*** Supplied records Section Begins ***

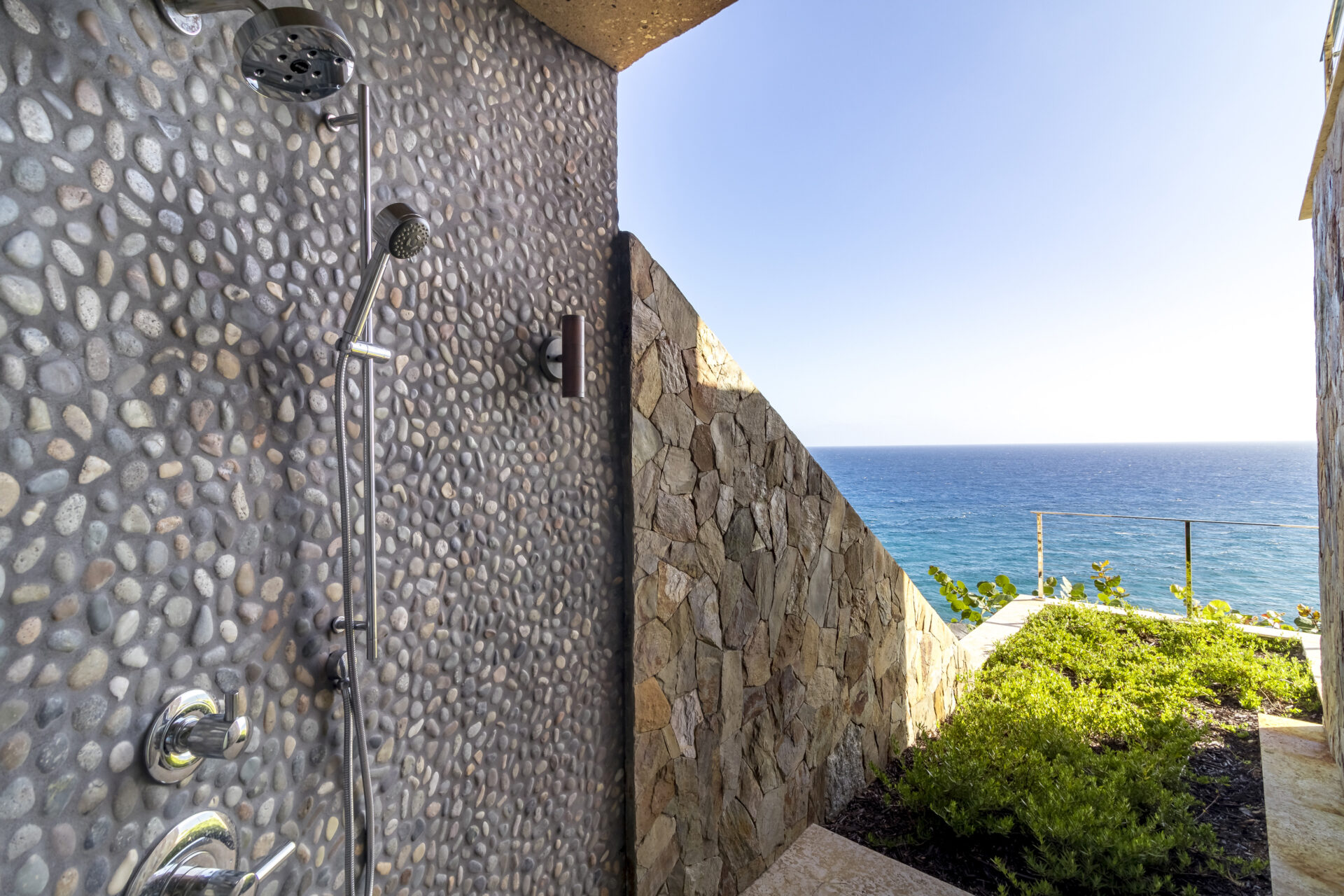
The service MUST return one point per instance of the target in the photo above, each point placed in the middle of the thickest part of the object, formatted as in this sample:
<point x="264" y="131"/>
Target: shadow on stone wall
<point x="778" y="650"/>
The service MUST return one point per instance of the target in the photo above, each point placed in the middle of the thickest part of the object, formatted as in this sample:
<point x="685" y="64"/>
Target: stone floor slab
<point x="1304" y="809"/>
<point x="822" y="862"/>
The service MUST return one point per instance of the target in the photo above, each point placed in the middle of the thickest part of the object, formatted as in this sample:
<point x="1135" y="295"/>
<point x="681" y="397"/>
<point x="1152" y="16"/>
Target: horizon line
<point x="812" y="448"/>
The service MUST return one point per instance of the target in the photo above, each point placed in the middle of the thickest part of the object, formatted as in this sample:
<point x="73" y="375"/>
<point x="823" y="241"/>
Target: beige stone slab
<point x="622" y="33"/>
<point x="1304" y="809"/>
<point x="822" y="862"/>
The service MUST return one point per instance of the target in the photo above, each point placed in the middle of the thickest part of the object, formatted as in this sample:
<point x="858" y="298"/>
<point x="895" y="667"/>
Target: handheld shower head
<point x="402" y="230"/>
<point x="290" y="54"/>
<point x="398" y="232"/>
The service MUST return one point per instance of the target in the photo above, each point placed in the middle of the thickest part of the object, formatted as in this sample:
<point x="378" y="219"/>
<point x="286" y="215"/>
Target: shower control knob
<point x="190" y="729"/>
<point x="200" y="858"/>
<point x="214" y="736"/>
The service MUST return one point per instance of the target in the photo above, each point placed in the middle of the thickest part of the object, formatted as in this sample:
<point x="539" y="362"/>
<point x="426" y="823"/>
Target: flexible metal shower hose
<point x="354" y="704"/>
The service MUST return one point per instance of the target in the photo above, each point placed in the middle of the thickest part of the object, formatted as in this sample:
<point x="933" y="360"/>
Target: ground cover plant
<point x="1075" y="763"/>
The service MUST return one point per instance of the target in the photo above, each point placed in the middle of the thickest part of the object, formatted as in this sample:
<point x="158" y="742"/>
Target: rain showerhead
<point x="295" y="54"/>
<point x="398" y="232"/>
<point x="288" y="54"/>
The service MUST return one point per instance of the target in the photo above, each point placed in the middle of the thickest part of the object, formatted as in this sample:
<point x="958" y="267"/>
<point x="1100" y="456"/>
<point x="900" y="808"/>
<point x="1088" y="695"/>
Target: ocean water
<point x="967" y="510"/>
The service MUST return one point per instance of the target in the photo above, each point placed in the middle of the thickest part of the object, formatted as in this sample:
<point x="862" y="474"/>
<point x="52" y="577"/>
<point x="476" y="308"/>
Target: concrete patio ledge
<point x="1301" y="809"/>
<point x="822" y="862"/>
<point x="986" y="637"/>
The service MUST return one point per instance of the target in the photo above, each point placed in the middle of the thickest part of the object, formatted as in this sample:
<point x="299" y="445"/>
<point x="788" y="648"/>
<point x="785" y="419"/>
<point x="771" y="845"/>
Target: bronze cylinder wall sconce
<point x="564" y="356"/>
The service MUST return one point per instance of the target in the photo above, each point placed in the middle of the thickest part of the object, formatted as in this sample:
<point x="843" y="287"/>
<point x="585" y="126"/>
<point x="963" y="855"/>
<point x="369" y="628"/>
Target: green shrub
<point x="1072" y="747"/>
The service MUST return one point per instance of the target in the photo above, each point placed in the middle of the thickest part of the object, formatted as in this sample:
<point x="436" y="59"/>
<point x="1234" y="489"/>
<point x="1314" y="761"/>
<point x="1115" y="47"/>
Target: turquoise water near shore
<point x="968" y="511"/>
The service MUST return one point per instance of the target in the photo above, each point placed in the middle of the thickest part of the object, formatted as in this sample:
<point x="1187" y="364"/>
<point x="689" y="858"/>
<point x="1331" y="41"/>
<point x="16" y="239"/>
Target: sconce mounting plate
<point x="553" y="358"/>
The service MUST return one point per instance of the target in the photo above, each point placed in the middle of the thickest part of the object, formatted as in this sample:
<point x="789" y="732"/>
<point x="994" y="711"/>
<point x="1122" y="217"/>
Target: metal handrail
<point x="1190" y="583"/>
<point x="1328" y="51"/>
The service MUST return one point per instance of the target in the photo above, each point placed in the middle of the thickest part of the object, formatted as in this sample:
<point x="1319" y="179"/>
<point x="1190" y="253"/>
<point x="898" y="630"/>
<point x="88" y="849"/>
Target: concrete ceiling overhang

*** Supplied records Section Ends ***

● **Problem details**
Give back the whole listing as it stands, minus its pictures.

● **Response to this exercise**
The service MUST return one point per instance of the target in the photo above, each point placed in the middle of the thickest part of the object, formatted as in this sample:
<point x="264" y="131"/>
Target: shadow on stone wall
<point x="778" y="650"/>
The service MUST return one point per instance of the target in the photo above, each point placed in the middle of the thickest part of the object, formatted as in this sample:
<point x="685" y="64"/>
Target: stone floor slab
<point x="1304" y="809"/>
<point x="822" y="862"/>
The service MUST return one point per instance of the target in the photo above, each point placed in the middle of the thickest part of the object, formatted as in this sample:
<point x="1135" y="295"/>
<point x="681" y="397"/>
<point x="1152" y="16"/>
Target: horizon line
<point x="812" y="448"/>
The service MUST return one point per instance of the target in the photo above, each point placed in the middle of the thickest part of the object, formatted as in this sample:
<point x="73" y="375"/>
<point x="823" y="241"/>
Target: beige stone slab
<point x="622" y="33"/>
<point x="1304" y="809"/>
<point x="822" y="862"/>
The service MUST return one point per instance of the target in the photo above, each point placed in the middle of the thickest part of the object, formatted as in this sample:
<point x="858" y="298"/>
<point x="895" y="667"/>
Target: handheld shower head
<point x="402" y="230"/>
<point x="290" y="54"/>
<point x="398" y="232"/>
The service MUST return one point per instance of the target in the photo above, each point placed in the middle of the thickest part of the object, formatted as in this sample:
<point x="378" y="219"/>
<point x="286" y="215"/>
Target: shower control knob
<point x="190" y="729"/>
<point x="200" y="858"/>
<point x="214" y="736"/>
The service MUST return one point per instance of the target in the photo above, each point placed in the middle of the thickest part of the object, formatted as in this sample:
<point x="539" y="362"/>
<point x="426" y="823"/>
Target: flexible metal shower hose
<point x="354" y="704"/>
The service MUST return one point per instance of the target in the photo above, each point placed in the middle of the thickest part of the object, formatted as in this sample:
<point x="933" y="360"/>
Target: ground cover plant
<point x="1075" y="763"/>
The service MUST return one point per instance of the target in the photo above, each point placed in the middle of the thickest part of the object, formatted as in this sample:
<point x="158" y="742"/>
Target: rain showerhead
<point x="295" y="54"/>
<point x="398" y="232"/>
<point x="288" y="54"/>
The service MUST return one point per instance of the target in the photo above, each point placed in the middle of the thickest part of the object, formatted as in this sample:
<point x="958" y="267"/>
<point x="1100" y="456"/>
<point x="900" y="808"/>
<point x="1088" y="695"/>
Target: ocean water
<point x="967" y="510"/>
The service MUST return one point per instance of the target in the photo above, each point placed in the middle of the thickest part of the object, formatted as in this sample:
<point x="862" y="474"/>
<point x="52" y="577"/>
<point x="476" y="308"/>
Target: concrete patio ledge
<point x="1301" y="809"/>
<point x="822" y="862"/>
<point x="986" y="637"/>
The service MUST return one point per instance of the target in the photo above, each point placed in the middle of the thickest part of the object, formatted as in this sample:
<point x="299" y="445"/>
<point x="788" y="648"/>
<point x="785" y="419"/>
<point x="771" y="845"/>
Target: bronze cylinder wall sconce
<point x="564" y="356"/>
The service MUST return one point per instance of the target in the photo above, each point placed in the middle of the thickest part of the object, formatted as in this sample:
<point x="843" y="287"/>
<point x="585" y="126"/>
<point x="963" y="855"/>
<point x="369" y="628"/>
Target: green shrub
<point x="1072" y="747"/>
The service MUST return one point per instance of the target in the photo above, each point placed in the middle of the thickest part of the object, formatted as in this sample:
<point x="436" y="59"/>
<point x="1234" y="489"/>
<point x="1314" y="761"/>
<point x="1115" y="47"/>
Target: turquoise water near shore
<point x="968" y="511"/>
The service MUST return one point per instance of the target in the photo above, each point placed in the middle of the thickest part of the object, formatted as in this sample:
<point x="1187" y="364"/>
<point x="689" y="858"/>
<point x="1331" y="41"/>
<point x="16" y="239"/>
Target: sconce mounting plate
<point x="553" y="358"/>
The service MUST return one point per instance of the target in the photo above, each point placed in the middle of the thickest part of the object, formatted as in this sample:
<point x="789" y="732"/>
<point x="994" y="711"/>
<point x="1122" y="217"/>
Target: metal handrail
<point x="1190" y="583"/>
<point x="1328" y="51"/>
The service MUST return one point per instance of the target in the photo above, each point placed in the middle of the thickest part of the object, formatted as in this sample:
<point x="1319" y="179"/>
<point x="1190" y="253"/>
<point x="898" y="630"/>
<point x="88" y="849"/>
Target: concrete ceiling overhang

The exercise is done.